Records for processing

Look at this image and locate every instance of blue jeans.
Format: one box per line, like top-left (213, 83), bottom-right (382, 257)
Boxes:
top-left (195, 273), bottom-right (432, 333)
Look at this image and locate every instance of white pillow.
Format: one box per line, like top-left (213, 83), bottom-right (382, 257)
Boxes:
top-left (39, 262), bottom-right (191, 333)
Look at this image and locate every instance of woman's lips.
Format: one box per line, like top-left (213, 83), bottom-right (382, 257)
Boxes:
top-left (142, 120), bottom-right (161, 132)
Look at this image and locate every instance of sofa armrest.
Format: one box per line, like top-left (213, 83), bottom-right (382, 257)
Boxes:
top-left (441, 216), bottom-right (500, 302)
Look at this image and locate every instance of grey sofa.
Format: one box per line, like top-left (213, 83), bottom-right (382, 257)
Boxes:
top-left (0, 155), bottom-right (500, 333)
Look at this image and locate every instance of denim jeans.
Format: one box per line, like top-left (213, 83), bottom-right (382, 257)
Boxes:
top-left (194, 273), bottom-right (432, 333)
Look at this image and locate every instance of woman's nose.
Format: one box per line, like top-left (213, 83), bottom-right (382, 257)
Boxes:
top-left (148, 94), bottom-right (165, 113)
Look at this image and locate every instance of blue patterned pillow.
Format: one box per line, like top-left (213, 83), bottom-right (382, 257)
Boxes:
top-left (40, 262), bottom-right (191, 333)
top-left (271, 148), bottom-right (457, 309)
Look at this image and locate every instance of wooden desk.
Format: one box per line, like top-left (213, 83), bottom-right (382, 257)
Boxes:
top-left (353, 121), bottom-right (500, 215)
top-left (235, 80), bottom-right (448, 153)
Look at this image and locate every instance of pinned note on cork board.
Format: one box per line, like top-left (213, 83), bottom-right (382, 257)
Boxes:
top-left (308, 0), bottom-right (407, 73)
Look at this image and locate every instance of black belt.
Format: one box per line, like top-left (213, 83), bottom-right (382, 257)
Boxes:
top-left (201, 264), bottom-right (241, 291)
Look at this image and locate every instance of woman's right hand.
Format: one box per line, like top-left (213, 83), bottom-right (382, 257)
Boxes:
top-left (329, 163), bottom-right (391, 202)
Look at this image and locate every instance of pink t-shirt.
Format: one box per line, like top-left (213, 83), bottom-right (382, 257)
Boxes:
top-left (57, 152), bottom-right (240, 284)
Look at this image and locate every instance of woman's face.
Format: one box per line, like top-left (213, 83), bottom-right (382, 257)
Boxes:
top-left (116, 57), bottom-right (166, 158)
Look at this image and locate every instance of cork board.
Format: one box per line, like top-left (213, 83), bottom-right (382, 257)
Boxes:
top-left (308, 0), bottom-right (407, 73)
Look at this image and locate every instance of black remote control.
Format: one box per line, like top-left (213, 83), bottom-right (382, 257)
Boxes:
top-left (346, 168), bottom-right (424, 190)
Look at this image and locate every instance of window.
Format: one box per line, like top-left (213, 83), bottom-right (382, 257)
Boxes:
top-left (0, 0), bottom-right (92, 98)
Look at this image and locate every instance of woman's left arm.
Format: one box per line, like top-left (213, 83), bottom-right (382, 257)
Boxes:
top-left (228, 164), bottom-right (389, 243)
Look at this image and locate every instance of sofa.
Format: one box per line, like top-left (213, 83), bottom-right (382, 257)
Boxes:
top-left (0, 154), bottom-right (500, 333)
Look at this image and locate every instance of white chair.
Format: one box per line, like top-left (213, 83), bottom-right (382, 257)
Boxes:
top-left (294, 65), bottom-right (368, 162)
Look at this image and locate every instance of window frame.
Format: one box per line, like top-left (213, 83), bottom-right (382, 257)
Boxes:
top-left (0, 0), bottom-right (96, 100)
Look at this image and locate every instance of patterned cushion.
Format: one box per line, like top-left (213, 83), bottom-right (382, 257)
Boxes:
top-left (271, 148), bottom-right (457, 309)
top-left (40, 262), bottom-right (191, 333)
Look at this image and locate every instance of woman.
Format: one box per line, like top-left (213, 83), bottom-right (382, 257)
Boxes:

Work to be completed
Copy the records word for word, from the line containing "Look at this image and locate every instance of cork" up to and including the line containing "top-left (0, 0), bottom-right (92, 98)".

Solution
Look at this image and locate every instance of cork board.
Format: one box per line, like top-left (213, 83), bottom-right (382, 257)
Boxes:
top-left (308, 0), bottom-right (407, 73)
Look at this image and locate every instance of black remote control.
Format: one box per line, like top-left (213, 83), bottom-right (382, 257)
Boxes:
top-left (346, 168), bottom-right (424, 190)
Look at this image and locate every instance of window.
Format: one box per line, like top-left (213, 83), bottom-right (382, 257)
Boxes:
top-left (0, 0), bottom-right (92, 98)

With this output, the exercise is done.